▶ [Data for this exercise]

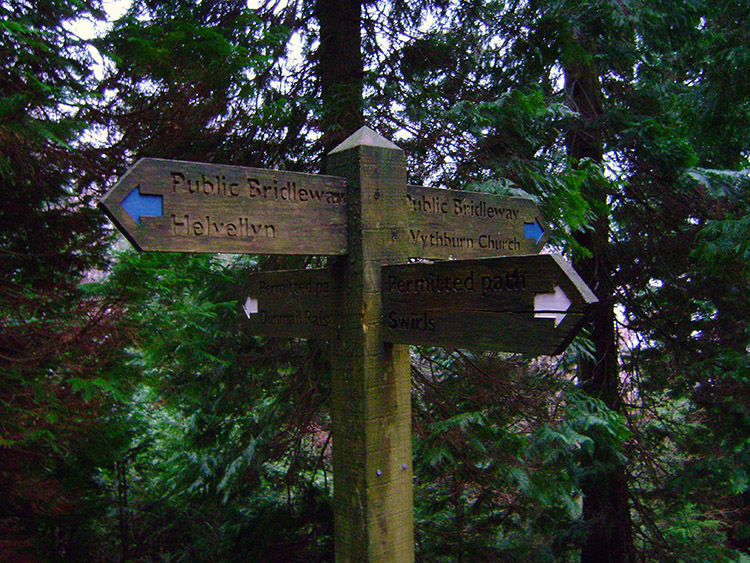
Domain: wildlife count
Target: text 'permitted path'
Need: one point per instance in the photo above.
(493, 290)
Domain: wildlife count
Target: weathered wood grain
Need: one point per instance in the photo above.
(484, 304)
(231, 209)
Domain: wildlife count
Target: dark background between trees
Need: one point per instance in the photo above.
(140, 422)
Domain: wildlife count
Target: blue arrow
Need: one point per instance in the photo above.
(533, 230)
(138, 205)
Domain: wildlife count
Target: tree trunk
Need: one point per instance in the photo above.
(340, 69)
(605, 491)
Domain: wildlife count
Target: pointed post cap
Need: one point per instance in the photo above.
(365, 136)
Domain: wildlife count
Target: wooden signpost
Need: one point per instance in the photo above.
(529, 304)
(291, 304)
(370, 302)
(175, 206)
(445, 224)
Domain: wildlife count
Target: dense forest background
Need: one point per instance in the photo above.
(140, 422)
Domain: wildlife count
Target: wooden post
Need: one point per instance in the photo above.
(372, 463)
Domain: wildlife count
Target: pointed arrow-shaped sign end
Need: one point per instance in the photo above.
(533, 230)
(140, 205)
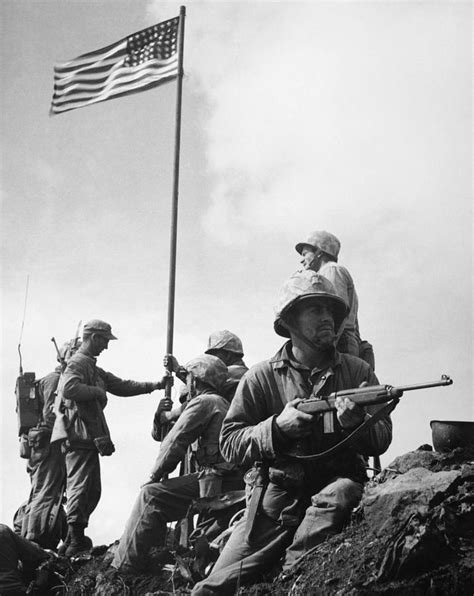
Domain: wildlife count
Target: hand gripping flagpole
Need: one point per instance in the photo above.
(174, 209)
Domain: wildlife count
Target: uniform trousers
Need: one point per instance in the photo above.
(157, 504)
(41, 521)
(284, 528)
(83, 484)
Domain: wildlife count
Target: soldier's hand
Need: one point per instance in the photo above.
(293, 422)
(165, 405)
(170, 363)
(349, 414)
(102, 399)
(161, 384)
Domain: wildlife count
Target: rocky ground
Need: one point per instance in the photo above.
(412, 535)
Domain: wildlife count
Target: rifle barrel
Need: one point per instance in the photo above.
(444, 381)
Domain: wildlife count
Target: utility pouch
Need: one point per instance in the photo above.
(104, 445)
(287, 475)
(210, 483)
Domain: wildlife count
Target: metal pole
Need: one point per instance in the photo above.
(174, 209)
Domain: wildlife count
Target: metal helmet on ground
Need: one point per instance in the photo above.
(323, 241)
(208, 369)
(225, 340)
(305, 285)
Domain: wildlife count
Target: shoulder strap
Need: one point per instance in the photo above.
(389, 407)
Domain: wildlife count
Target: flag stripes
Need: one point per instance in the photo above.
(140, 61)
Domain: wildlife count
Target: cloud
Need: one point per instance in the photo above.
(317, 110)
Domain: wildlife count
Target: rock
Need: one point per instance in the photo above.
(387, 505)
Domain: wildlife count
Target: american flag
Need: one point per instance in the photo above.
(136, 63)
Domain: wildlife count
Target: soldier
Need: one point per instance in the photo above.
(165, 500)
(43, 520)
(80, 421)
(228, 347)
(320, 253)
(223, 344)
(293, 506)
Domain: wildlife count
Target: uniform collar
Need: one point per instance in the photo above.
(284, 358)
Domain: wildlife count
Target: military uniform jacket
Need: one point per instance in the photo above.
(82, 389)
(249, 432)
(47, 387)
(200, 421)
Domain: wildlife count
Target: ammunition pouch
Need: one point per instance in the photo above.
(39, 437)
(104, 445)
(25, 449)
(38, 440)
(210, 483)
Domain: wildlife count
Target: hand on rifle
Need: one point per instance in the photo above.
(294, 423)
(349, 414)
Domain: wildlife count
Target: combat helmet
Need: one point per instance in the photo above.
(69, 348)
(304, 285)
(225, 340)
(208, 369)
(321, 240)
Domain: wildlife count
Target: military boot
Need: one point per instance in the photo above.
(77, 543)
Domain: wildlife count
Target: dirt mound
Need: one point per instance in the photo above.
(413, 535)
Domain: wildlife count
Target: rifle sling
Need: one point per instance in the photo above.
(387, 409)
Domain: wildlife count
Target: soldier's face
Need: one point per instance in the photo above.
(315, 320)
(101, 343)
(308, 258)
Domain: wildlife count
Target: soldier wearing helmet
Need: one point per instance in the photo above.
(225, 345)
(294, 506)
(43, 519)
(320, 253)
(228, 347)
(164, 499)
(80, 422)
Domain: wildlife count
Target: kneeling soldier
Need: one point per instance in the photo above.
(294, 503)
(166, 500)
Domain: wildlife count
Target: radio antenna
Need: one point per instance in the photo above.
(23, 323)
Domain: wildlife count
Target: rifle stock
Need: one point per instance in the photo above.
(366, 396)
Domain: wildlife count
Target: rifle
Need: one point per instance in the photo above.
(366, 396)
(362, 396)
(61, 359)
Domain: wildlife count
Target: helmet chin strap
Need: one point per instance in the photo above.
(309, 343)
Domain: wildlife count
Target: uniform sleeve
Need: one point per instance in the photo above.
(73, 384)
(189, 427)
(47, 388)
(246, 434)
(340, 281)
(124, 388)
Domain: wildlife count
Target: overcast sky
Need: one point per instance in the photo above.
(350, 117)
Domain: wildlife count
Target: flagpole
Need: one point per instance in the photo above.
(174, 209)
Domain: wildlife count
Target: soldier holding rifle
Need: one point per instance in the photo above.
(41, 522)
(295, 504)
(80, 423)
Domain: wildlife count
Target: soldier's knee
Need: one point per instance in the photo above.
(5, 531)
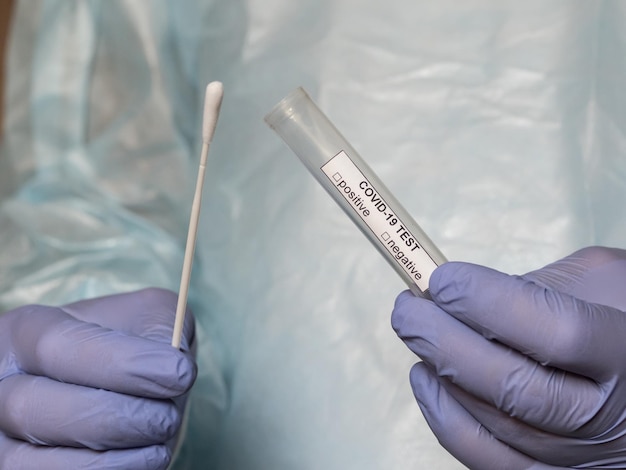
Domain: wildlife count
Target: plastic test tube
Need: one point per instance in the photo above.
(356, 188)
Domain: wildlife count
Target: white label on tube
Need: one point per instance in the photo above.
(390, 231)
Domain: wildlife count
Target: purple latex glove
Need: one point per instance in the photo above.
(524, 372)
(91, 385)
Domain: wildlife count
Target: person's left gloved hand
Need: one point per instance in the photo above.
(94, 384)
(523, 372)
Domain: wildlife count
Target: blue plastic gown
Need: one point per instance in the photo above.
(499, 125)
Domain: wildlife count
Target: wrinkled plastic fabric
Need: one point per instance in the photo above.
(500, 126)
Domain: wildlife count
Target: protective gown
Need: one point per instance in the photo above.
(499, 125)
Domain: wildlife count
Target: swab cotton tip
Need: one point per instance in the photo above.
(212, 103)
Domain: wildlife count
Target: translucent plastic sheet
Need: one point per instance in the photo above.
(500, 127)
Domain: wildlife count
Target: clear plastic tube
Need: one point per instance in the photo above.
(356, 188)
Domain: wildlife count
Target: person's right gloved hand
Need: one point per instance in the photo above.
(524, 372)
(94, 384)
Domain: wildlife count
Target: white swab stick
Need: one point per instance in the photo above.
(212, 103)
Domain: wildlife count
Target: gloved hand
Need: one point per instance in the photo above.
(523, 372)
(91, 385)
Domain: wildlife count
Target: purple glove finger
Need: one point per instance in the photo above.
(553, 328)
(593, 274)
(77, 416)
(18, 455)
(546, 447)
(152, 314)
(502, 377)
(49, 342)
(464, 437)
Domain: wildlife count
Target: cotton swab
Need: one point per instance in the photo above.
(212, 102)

▶ [What you will do] Go through the entries above and output them exactly, without pictures.

▶ [Correct answer]
Domain: wildlife count
Target: text 'permitted path'
Need: one point per instance in the photo above.
(493, 290)
Domain: wildlife count
Target: weathered wood grain
Need: one point per instance in the photo above.
(484, 304)
(231, 209)
Domain: wildlife count
Target: dark background between trees
Need: one point per instance in the photo above.
(140, 422)
Domain: wildlife count
Target: blue arrow
Need: one point per instance in the photo above.
(533, 230)
(138, 205)
Domain: wildlife count
Target: tree trunk
Need: one point per instance in the photo above.
(340, 69)
(605, 491)
Domain: wildlife count
Target: pointed post cap
Need: one point per instance in the photo above.
(365, 136)
Domain: wildlife count
Target: wooden signpost
Need: one point per instance in the photo above.
(529, 304)
(291, 304)
(370, 302)
(175, 206)
(445, 224)
Domain: wildlife count
Target: dense forest background
Need: one point per instance in the photo above.
(140, 422)
Domain: wildlife count
Target: wooden post
Need: one point per instance in the photo above.
(372, 463)
Domain: wildlife count
Target: pointed arrow-shaped sign end
Need: one point per instance in the photo above.
(533, 230)
(140, 205)
Domain: wildlife count
Target: hand gripping flagpole
Need: one point per instance in the photo above.
(174, 209)
Domain: wildlife count
Target: uniform trousers
Need: one point per instance in the photo above.
(157, 504)
(41, 521)
(284, 528)
(83, 484)
Domain: wildlife count
Target: soldier's hand
Need: one point per instance in the photo above.
(293, 422)
(165, 405)
(170, 363)
(349, 414)
(102, 399)
(161, 384)
Domain: wildlife count
Target: rocky ground
Need: one point per instance in the photo above.
(412, 535)
Domain: wildlife count
Target: rifle barrel
Need: one point per instance in the photo above.
(444, 381)
Domain: wildlife count
Target: utility pouch
Need: one point per instance in the photo above.
(104, 445)
(287, 475)
(210, 483)
Domain: wildlife count
Target: metal pole
Need: one point per instance in the photo above.
(174, 209)
Domain: wildlife count
Target: metal helmet on ground
Need: one point per instance in the photo above.
(323, 241)
(208, 369)
(225, 340)
(305, 285)
Domain: wildlife count
Target: shoulder strap
Need: one point per instance in the photo above.
(389, 407)
Domain: wildlife count
Target: flag stripes
Need: one point per instance in the photo above.
(140, 61)
Domain: wildlife count
Target: cloud
Need: one point per instance in the photo above.
(317, 110)
Domain: wildlife count
Target: rock
Need: one point per instance in the photo above.
(387, 505)
Domain: wildlife count
Target: american flag
Need: one point per instance in the photo above.
(136, 63)
Domain: wildlife count
Target: soldier
Need: one point per instance in the photo above.
(165, 500)
(43, 520)
(80, 421)
(228, 347)
(320, 253)
(223, 344)
(293, 506)
Domain: wildlife count
Target: uniform collar
Need: one point per instance in the photo above.
(284, 358)
Domain: wildlife count
Target: military uniform jacket
Need: one point per instance in the photo above.
(82, 389)
(249, 432)
(47, 387)
(200, 421)
Domain: wildlife count
Target: ammunition pouch
Need: one point per instance in the photo above.
(39, 437)
(104, 445)
(25, 449)
(38, 440)
(210, 483)
Domain: wildlife count
Target: hand on rifle
Need: one point per instance in the photo above.
(294, 423)
(349, 414)
Domain: wildlife count
Target: combat helmet
Need: one point per instance in the photo above.
(69, 348)
(304, 285)
(225, 340)
(208, 369)
(321, 240)
Domain: wildlife count
Target: military boot
Need: one point per instance in the photo above.
(77, 543)
Domain: wildlife count
Target: dirt mound
Need: one point per instance in the photo above.
(413, 535)
Domain: wildlife count
Target: rifle sling
Need: one point per instance in the photo above.
(387, 409)
Domain: wildlife count
Target: soldier's face
Need: one point per instance in the photo above.
(315, 320)
(101, 343)
(308, 258)
Domain: wildlife count
Target: soldier wearing helmet
Need: one point per instance in the photo above.
(225, 345)
(294, 506)
(43, 519)
(320, 253)
(228, 347)
(164, 499)
(80, 422)
Domain: wildlife count
Target: kneeling soldier
Need: one point per instance in the photo above.
(294, 503)
(166, 500)
Domain: wildlife count
Target: radio antenna
Need: one point per instance in the photo above.
(23, 323)
Domain: wildlife count
Target: rifle stock
Need: one point per instance in the photo above.
(366, 396)
Domain: wildlife count
Target: rifle
Need: one point per instance in the photo above.
(366, 396)
(362, 396)
(61, 359)
Domain: wildlife count
Target: helmet chin strap
Need: one point per instance in the photo above.
(309, 343)
Domain: wildlife count
Target: uniform sleeve
Need: one point per instance in the photo above.
(73, 384)
(189, 427)
(47, 388)
(246, 434)
(340, 281)
(124, 388)
Domain: wildlife count
Target: overcast sky
Need: one point per instance in the photo above.
(350, 117)
Domain: wildlife count
Target: flagpole
Need: one point per instance in the photo above.
(174, 209)
Domain: wildlife count
Target: soldier holding rifle
Need: one point per instance in the photo above.
(41, 522)
(295, 504)
(80, 423)
Domain: wildlife count
Target: soldier's knee
Need: one point per instance in the photo above.
(5, 531)
Domain: wildlife count
Target: plastic test tube
Need: one point per instance in the photo above.
(356, 188)
Domain: wildlife count
Target: white label on tube
Need: one point per instance in the photo above.
(390, 231)
Domain: wildlife count
Target: purple latex glove
Need: one point per instance in the photo above.
(524, 372)
(91, 385)
Domain: wildlife count
Target: person's left gloved hand
Need: one point per instance in the photo above.
(94, 384)
(523, 372)
Domain: wildlife count
Target: blue plastic gown
Need: one point per instance in the photo above.
(499, 125)
Domain: wildlife count
Target: wrinkled plastic fabric
Need: one point per instance in the photo above.
(500, 126)
Domain: wildlife count
Target: protective gown
Need: one point per instance in the photo above.
(499, 125)
Domain: wildlife count
Target: swab cotton tip
Need: one point per instance in the photo above.
(212, 103)
Domain: wildlife count
Target: translucent plastic sheet
Need: one point per instance in the photo above.
(500, 127)
Domain: wildlife count
Target: clear plastic tube
Need: one point per instance in the photo above.
(356, 188)
Domain: wildlife count
Target: person's right gloved hand
Need: one point per instance in the photo above.
(524, 372)
(94, 384)
Domain: wildlife count
Target: white swab stick
Need: one point per instance in the photo above.
(212, 103)
Domain: wildlife count
Target: gloved hand
Need: one point per instance in the photo above.
(523, 372)
(91, 385)
Domain: wildlife count
Target: purple glove finger
Need: one point per instance in the photo above.
(553, 328)
(593, 274)
(77, 416)
(18, 455)
(546, 447)
(152, 314)
(502, 377)
(49, 342)
(464, 437)
Domain: wildlife count
Target: cotton swab
Need: one point per instance in the photo above.
(212, 102)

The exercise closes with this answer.